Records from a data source
----

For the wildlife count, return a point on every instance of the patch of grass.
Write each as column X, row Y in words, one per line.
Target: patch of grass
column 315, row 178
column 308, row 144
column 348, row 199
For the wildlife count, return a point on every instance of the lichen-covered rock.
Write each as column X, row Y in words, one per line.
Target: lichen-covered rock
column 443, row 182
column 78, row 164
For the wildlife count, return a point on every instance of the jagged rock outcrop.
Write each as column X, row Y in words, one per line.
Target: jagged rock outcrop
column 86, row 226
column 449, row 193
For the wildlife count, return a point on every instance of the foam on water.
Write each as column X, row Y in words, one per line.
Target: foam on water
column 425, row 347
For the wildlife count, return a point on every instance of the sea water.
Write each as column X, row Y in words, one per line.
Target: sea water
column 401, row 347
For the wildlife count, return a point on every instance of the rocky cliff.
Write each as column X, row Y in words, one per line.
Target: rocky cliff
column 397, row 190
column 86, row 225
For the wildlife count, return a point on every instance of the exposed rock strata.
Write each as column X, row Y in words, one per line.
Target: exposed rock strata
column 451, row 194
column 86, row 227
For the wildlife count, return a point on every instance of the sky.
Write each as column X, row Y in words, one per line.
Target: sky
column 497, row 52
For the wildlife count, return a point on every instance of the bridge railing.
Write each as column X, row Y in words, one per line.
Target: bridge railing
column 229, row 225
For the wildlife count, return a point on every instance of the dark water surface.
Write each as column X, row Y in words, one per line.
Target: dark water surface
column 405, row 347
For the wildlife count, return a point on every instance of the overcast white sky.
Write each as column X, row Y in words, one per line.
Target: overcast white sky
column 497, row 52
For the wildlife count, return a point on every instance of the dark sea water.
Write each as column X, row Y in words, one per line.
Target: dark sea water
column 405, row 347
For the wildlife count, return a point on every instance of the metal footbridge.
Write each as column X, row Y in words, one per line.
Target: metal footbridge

----

_PROBLEM STATEMENT_
Whatever appears in the data above should be set down again exactly.

_RESPONSE TO THIS EXERCISE_
For the wildlife count, return a point on every instance of the patch of grass.
Write each as column X, row Y in words, one per line.
Target: patch of grass
column 315, row 178
column 308, row 144
column 348, row 199
For the wildlife count, return a point on every instance of the lichen-covered rock.
Write each as column X, row Y in words, one per line.
Target: lichen-covered rock
column 443, row 182
column 78, row 164
For the wildlife count, return a point on every instance of the jagged rock outcrop.
Write each as column X, row Y in words, one per line.
Target: jagged rock outcrop
column 86, row 226
column 449, row 193
For the wildlife count, return a point on every instance of the foam on water.
Write each as column X, row Y in words, one per line.
Target: foam on water
column 425, row 347
For the wildlife count, return a point on every instance of the sea water.
Write each as column X, row Y in words, one per line.
Target: sea water
column 401, row 347
For the wildlife count, return a point on every instance of the rocky cliff.
Write each as column X, row Y in words, one per line.
Target: rocky cliff
column 397, row 190
column 86, row 225
For the wildlife count, return a point on every instance of the exposed rock strata.
Write each as column X, row Y in words, one per line.
Target: exposed rock strata
column 451, row 194
column 86, row 227
For the wildlife count, return a point on every instance of the sky.
Write each as column X, row Y in words, one per line.
Target: sky
column 497, row 52
For the wildlife count, return a point on every instance of the bridge railing.
Write each as column X, row Y in words, one per line.
Target: bridge railing
column 229, row 225
For the wildlife count, return a point on every instance of the dark water surface.
Write each as column X, row Y in words, one per line.
Target: dark water surface
column 405, row 347
For the wildlife count, return a point on every instance of the overcast white sky.
Write each as column X, row Y in words, one per line.
Target: overcast white sky
column 497, row 52
For the wildlife count, return a point on every instance of the dark sea water.
Write each as column X, row Y in words, one per line.
Target: dark sea water
column 405, row 347
For the wildlife count, return a point on every instance of the metal footbridge.
Write each as column X, row Y in words, one per line.
Target: metal footbridge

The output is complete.